* Information shown
----

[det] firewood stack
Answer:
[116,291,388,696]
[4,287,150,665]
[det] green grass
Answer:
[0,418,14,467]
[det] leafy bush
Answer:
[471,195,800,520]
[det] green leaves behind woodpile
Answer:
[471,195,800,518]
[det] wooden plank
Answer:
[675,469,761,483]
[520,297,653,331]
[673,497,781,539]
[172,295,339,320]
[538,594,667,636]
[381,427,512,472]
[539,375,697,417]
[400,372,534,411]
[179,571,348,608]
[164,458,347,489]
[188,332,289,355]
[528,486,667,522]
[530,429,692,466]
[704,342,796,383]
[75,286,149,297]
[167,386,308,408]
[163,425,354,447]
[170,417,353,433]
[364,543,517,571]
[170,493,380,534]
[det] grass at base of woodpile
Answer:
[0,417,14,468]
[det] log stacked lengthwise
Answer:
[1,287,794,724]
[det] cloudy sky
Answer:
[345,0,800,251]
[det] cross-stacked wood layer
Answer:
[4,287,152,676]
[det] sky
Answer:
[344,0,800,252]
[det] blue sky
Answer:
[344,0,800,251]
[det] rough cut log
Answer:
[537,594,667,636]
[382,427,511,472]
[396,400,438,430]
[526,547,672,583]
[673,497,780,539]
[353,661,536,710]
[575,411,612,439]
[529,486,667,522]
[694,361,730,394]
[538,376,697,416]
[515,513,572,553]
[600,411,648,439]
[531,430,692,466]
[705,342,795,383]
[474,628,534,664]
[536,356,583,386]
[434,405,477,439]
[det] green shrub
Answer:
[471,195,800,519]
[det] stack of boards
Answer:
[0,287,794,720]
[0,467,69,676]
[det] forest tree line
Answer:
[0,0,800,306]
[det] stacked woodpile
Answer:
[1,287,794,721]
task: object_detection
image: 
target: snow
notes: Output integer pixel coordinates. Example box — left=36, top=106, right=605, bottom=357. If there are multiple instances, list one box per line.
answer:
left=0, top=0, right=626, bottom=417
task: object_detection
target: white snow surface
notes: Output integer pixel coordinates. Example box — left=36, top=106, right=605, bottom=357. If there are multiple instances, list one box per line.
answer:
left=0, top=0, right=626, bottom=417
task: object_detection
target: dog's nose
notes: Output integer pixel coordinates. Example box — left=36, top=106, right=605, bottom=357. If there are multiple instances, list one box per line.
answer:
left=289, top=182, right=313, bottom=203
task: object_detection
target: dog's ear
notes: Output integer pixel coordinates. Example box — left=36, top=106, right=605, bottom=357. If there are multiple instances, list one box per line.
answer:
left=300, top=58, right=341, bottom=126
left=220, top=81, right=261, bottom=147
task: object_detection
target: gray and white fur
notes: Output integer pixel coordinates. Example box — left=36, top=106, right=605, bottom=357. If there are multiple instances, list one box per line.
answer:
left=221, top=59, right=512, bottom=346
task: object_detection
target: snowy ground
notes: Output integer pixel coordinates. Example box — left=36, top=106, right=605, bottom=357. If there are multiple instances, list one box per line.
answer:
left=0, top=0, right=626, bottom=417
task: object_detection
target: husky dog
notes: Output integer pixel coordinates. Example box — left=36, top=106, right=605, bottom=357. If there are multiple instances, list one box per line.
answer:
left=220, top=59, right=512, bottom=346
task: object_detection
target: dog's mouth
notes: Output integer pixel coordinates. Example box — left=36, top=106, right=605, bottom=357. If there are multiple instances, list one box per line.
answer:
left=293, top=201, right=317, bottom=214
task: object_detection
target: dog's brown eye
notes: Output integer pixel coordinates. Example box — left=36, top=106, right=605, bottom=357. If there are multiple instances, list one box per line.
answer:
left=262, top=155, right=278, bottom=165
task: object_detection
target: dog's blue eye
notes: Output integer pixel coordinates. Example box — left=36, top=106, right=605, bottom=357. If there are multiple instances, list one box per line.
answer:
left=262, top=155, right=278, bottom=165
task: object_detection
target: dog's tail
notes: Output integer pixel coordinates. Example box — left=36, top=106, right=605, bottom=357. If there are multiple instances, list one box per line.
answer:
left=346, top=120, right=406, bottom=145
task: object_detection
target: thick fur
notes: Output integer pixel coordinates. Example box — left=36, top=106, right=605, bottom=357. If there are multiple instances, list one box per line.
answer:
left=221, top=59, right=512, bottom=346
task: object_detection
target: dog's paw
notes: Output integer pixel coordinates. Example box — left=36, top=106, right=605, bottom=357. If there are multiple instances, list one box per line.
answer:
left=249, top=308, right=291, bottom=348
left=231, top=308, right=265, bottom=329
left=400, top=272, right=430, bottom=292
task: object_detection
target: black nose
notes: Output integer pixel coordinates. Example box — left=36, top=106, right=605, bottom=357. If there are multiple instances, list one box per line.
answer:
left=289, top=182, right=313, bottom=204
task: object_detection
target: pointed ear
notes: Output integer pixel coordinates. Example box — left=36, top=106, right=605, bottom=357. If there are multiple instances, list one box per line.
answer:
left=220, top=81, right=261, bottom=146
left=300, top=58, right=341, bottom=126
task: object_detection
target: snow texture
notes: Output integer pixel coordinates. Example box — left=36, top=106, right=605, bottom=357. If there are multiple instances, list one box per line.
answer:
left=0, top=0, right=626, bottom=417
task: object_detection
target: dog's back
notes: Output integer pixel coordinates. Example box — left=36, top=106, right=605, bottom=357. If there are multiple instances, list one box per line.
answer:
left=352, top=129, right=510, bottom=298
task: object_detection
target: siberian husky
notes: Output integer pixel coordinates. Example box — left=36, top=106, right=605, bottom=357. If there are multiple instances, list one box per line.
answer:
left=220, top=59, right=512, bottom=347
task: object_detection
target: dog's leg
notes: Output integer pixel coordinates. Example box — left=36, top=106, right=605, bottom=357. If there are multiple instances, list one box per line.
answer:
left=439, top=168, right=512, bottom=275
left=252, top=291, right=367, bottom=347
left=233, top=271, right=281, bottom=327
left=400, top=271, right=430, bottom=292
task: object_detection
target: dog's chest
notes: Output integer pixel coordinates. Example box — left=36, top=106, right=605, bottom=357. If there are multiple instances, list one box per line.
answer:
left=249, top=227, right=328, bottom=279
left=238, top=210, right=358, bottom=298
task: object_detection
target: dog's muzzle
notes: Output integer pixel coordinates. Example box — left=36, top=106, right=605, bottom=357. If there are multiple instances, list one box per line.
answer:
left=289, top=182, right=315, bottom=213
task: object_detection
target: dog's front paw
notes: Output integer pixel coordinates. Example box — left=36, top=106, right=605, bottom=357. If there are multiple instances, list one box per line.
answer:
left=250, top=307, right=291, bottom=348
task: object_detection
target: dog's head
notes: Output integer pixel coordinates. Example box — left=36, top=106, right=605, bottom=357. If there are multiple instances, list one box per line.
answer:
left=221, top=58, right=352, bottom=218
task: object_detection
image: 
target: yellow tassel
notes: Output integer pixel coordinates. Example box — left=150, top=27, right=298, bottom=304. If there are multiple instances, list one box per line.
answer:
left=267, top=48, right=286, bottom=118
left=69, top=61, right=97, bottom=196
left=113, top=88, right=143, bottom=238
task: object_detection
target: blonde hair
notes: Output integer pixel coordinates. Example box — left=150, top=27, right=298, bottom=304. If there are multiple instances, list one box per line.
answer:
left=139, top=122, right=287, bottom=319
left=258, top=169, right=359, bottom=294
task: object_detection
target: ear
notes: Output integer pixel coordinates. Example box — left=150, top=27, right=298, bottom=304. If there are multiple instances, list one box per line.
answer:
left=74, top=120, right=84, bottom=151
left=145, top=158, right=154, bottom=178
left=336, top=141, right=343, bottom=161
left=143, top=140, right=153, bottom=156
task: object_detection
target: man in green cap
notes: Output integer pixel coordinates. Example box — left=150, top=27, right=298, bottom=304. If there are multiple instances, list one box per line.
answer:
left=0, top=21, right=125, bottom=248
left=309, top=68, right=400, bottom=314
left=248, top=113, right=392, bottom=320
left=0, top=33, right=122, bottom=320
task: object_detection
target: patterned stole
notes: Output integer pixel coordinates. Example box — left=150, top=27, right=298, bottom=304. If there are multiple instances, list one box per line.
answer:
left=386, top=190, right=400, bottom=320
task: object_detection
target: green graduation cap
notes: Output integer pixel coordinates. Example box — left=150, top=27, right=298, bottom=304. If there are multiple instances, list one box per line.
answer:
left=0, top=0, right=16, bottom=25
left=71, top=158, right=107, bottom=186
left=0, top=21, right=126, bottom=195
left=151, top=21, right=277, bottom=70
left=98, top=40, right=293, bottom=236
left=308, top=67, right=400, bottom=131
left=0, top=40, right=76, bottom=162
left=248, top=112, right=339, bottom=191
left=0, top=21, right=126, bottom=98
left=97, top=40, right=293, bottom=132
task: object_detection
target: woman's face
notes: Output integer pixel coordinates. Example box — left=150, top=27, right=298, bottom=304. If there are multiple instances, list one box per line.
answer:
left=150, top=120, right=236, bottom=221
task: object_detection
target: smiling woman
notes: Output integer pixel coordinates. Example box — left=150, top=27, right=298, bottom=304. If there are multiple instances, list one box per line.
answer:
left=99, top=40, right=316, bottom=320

----

* Exercise brief
Convert the material, from its first line through the line containing "[471,195,800,518]", into a JSON list of strings with one string per line, leaving out any blank lines.

* Answer
[
  "[det] firewood stack",
  "Answer:",
  "[116,291,388,696]",
  "[4,287,150,665]",
  "[det] green grass",
  "Answer:",
  "[0,418,14,467]",
  "[det] leafy bush",
  "Answer:",
  "[471,195,800,520]",
  "[det] green leaves behind woodpile",
  "Answer:",
  "[471,195,800,518]"
]